SET PROBLEM -> Copy out, word for word, the lines of the listing starting at the line containing "query (the noun phrase to segment): blue" and ending at the line containing "Return the outline of every instance of the blue", both included.

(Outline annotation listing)
— Begin —

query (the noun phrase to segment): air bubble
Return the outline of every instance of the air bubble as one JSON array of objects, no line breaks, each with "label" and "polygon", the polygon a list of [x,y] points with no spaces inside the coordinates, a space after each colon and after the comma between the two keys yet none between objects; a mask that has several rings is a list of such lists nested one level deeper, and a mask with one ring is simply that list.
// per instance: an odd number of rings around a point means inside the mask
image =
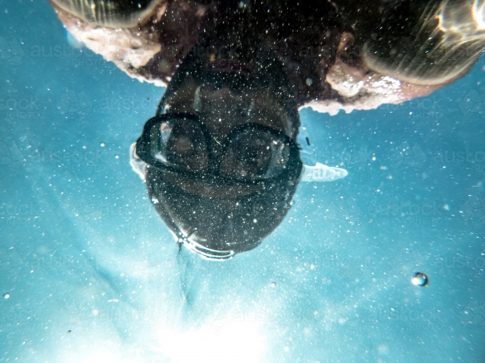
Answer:
[{"label": "air bubble", "polygon": [[411,282],[417,286],[426,286],[428,284],[428,276],[422,272],[416,272]]}]

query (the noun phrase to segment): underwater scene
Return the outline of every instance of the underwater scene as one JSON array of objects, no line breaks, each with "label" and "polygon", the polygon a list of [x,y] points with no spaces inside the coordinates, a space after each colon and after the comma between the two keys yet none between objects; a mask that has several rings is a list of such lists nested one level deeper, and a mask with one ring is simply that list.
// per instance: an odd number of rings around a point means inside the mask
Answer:
[{"label": "underwater scene", "polygon": [[0,2],[0,362],[483,362],[484,11]]}]

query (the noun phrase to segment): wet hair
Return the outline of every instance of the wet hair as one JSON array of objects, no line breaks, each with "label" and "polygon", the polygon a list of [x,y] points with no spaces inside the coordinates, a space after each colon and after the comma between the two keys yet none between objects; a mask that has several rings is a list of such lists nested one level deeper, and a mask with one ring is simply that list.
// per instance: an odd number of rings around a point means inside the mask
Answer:
[{"label": "wet hair", "polygon": [[[50,0],[92,24],[110,28],[135,27],[146,21],[164,0]],[[94,6],[93,8],[93,6]]]},{"label": "wet hair", "polygon": [[227,258],[258,246],[290,210],[302,167],[299,152],[291,155],[279,179],[250,184],[203,182],[148,167],[148,195],[179,243],[206,257]]},{"label": "wet hair", "polygon": [[377,2],[376,26],[368,23],[363,28],[372,31],[361,32],[363,60],[372,70],[415,84],[444,85],[468,72],[485,49],[484,14],[469,1]]}]

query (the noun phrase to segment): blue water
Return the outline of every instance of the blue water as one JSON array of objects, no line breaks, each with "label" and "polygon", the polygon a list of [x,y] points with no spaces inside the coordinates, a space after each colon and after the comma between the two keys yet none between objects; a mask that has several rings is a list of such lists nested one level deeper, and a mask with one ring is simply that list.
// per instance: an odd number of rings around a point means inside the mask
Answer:
[{"label": "blue water", "polygon": [[400,106],[302,110],[302,159],[349,175],[221,263],[178,253],[129,164],[164,90],[73,54],[43,0],[2,2],[0,37],[0,361],[483,362],[483,60]]}]

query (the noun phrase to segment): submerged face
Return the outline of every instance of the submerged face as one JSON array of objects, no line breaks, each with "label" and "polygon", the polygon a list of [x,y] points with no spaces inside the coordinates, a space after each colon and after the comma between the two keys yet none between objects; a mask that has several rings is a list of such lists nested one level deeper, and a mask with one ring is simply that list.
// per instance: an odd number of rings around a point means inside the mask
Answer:
[{"label": "submerged face", "polygon": [[299,121],[279,67],[228,74],[189,59],[137,141],[156,210],[207,257],[254,248],[290,208]]}]

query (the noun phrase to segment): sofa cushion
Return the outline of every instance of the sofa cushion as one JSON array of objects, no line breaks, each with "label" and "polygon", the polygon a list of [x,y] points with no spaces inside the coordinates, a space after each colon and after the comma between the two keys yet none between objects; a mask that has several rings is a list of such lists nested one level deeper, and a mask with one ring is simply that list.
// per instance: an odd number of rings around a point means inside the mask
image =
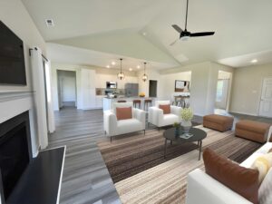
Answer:
[{"label": "sofa cushion", "polygon": [[212,121],[215,123],[219,123],[219,124],[222,124],[222,123],[228,122],[228,121],[232,122],[233,117],[211,114],[211,115],[205,115],[203,117],[203,120],[208,121]]},{"label": "sofa cushion", "polygon": [[155,107],[159,108],[159,105],[170,105],[170,101],[156,101]]},{"label": "sofa cushion", "polygon": [[118,134],[142,131],[141,122],[137,119],[121,120],[117,121]]},{"label": "sofa cushion", "polygon": [[258,182],[263,181],[272,166],[272,153],[262,154],[253,162],[251,168],[258,170]]},{"label": "sofa cushion", "polygon": [[258,171],[241,167],[210,149],[203,152],[206,173],[245,199],[257,203]]},{"label": "sofa cushion", "polygon": [[116,107],[116,118],[117,121],[131,119],[132,118],[131,107],[125,107],[125,108]]},{"label": "sofa cushion", "polygon": [[261,134],[265,134],[266,132],[267,132],[269,127],[270,124],[248,120],[243,120],[236,123],[237,129],[247,130],[248,131],[257,132]]},{"label": "sofa cushion", "polygon": [[258,189],[258,204],[272,203],[272,168],[265,177],[263,182]]},{"label": "sofa cushion", "polygon": [[163,114],[170,114],[170,105],[159,105],[160,109],[162,109]]}]

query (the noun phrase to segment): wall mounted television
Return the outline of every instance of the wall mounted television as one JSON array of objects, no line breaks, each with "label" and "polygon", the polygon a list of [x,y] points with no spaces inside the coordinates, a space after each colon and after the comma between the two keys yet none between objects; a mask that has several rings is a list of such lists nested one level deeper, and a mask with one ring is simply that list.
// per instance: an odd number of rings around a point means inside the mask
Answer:
[{"label": "wall mounted television", "polygon": [[26,85],[24,43],[0,21],[0,85]]}]

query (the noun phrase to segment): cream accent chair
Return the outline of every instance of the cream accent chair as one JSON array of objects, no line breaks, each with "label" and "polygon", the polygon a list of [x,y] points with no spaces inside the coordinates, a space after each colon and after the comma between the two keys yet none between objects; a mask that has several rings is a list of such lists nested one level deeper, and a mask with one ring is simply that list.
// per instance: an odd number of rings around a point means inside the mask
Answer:
[{"label": "cream accent chair", "polygon": [[160,127],[172,125],[174,122],[180,122],[181,107],[170,105],[170,113],[163,114],[163,111],[159,108],[159,105],[170,104],[170,101],[157,101],[154,107],[149,108],[148,121],[156,125],[159,130]]},{"label": "cream accent chair", "polygon": [[[127,120],[117,121],[116,108],[131,107],[132,118]],[[126,134],[134,131],[143,131],[145,134],[145,112],[133,108],[132,102],[114,102],[112,110],[103,112],[103,124],[106,136],[111,138],[113,136]]]},{"label": "cream accent chair", "polygon": [[[267,142],[244,160],[240,166],[250,168],[255,160],[267,153],[272,148],[269,138],[272,133],[270,127]],[[250,204],[251,202],[228,189],[217,180],[199,169],[189,172],[187,177],[186,204]],[[197,196],[196,196],[197,195]],[[252,203],[251,203],[252,204]]]}]

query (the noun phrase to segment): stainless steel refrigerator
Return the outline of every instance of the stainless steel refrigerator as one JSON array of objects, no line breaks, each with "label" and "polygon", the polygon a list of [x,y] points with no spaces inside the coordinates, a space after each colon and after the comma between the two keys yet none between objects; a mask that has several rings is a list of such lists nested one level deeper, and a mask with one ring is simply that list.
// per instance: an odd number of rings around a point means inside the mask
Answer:
[{"label": "stainless steel refrigerator", "polygon": [[126,97],[133,97],[139,95],[139,83],[125,83],[125,95]]}]

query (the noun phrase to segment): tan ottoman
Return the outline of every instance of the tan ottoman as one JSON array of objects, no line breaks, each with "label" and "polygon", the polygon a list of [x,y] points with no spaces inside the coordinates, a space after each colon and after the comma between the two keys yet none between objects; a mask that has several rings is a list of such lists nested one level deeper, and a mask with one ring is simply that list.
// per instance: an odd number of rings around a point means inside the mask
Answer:
[{"label": "tan ottoman", "polygon": [[236,123],[235,135],[250,141],[264,143],[267,141],[270,124],[254,121],[240,121]]},{"label": "tan ottoman", "polygon": [[203,117],[203,126],[219,131],[227,131],[232,128],[233,117],[224,115],[206,115]]}]

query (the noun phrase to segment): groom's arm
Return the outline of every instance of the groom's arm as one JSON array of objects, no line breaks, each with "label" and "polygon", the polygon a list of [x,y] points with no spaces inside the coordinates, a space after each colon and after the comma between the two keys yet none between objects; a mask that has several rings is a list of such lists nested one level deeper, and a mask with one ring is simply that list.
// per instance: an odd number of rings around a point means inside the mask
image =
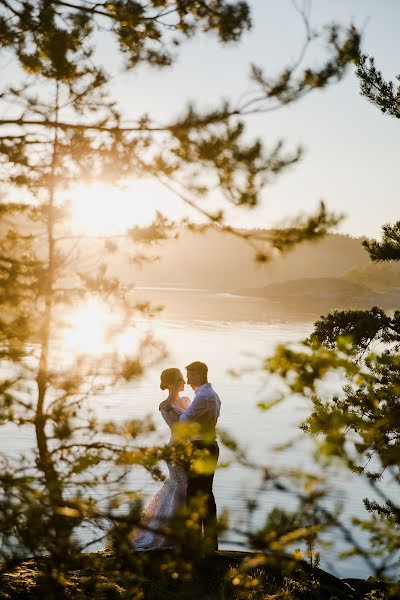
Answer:
[{"label": "groom's arm", "polygon": [[192,404],[189,406],[185,412],[181,414],[179,420],[184,423],[185,421],[197,421],[199,417],[204,415],[209,410],[209,400],[211,398],[207,398],[204,396],[200,396],[195,398]]}]

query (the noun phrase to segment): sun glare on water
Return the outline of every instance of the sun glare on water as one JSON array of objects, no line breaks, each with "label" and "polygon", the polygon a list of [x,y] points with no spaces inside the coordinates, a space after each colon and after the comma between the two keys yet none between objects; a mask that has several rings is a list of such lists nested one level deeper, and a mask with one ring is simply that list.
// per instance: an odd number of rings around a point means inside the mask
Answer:
[{"label": "sun glare on water", "polygon": [[89,298],[76,307],[67,316],[66,322],[61,345],[63,352],[70,357],[81,354],[100,356],[108,352],[130,355],[143,334],[143,326],[139,322],[120,330],[118,313],[97,297]]},{"label": "sun glare on water", "polygon": [[100,355],[105,351],[107,331],[115,317],[98,298],[90,298],[76,308],[68,318],[63,346],[75,354]]},{"label": "sun glare on water", "polygon": [[171,201],[155,181],[138,180],[124,188],[105,184],[75,187],[64,195],[70,203],[70,227],[89,235],[118,234],[146,226],[156,211],[171,215]]}]

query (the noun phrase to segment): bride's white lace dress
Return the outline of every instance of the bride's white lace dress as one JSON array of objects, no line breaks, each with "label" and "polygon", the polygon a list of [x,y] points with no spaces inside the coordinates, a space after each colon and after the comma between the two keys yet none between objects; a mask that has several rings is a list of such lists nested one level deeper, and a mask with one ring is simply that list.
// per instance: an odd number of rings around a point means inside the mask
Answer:
[{"label": "bride's white lace dress", "polygon": [[[172,427],[179,416],[189,407],[189,398],[179,398],[176,404],[162,402],[160,412],[171,430],[169,443],[173,442]],[[167,462],[169,476],[158,492],[150,499],[142,511],[142,522],[149,529],[137,529],[133,538],[136,550],[149,550],[171,545],[171,542],[157,530],[168,525],[168,521],[186,504],[187,474],[177,465]],[[154,531],[152,531],[154,530]]]}]

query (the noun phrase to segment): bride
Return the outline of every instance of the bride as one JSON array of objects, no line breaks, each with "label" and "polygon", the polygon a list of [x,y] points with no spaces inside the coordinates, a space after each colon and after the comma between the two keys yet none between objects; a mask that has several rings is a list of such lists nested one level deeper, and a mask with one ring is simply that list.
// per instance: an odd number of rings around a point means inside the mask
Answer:
[{"label": "bride", "polygon": [[[179,416],[189,407],[189,398],[180,396],[185,380],[179,369],[165,369],[161,373],[160,388],[168,390],[168,397],[161,402],[160,412],[171,430],[169,444],[173,443],[172,428]],[[178,510],[186,504],[187,474],[182,467],[167,463],[169,477],[161,489],[151,498],[142,511],[142,523],[146,529],[137,529],[133,538],[136,550],[149,550],[170,545],[160,530],[168,525]],[[147,529],[148,528],[148,529]]]}]

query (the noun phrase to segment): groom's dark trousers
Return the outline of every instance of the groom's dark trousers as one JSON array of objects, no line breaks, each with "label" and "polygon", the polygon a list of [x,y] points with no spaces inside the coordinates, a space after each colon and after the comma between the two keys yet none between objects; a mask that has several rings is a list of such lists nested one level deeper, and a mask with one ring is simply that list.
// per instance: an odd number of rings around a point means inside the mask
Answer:
[{"label": "groom's dark trousers", "polygon": [[[206,550],[213,551],[218,550],[218,537],[217,537],[217,507],[215,504],[215,498],[213,494],[213,480],[214,473],[217,467],[219,457],[219,447],[217,442],[211,442],[206,444],[205,442],[194,441],[192,442],[195,449],[204,450],[208,449],[209,456],[212,458],[212,472],[207,474],[199,474],[195,472],[189,472],[188,474],[188,488],[187,488],[187,504],[190,507],[191,503],[196,498],[203,498],[205,502],[205,514],[201,519],[201,525],[204,531],[204,542]],[[208,462],[208,461],[207,461]],[[208,465],[207,465],[208,466]]]}]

— End —

SOLUTION BELOW ->
query (the noun phrase to segment): blue water
Return the outline of every instance of the blue water as one JSON array of objects, no line breaks, each with "label" and "polygon", the polygon a list of [x,y] points with no spaces inside the coordinates, a space after each colon and after the comma between the two keys yet none between objects; a mask that has several rings is a list of such lists nested one level deeper, and a mask with one ring is simply that list.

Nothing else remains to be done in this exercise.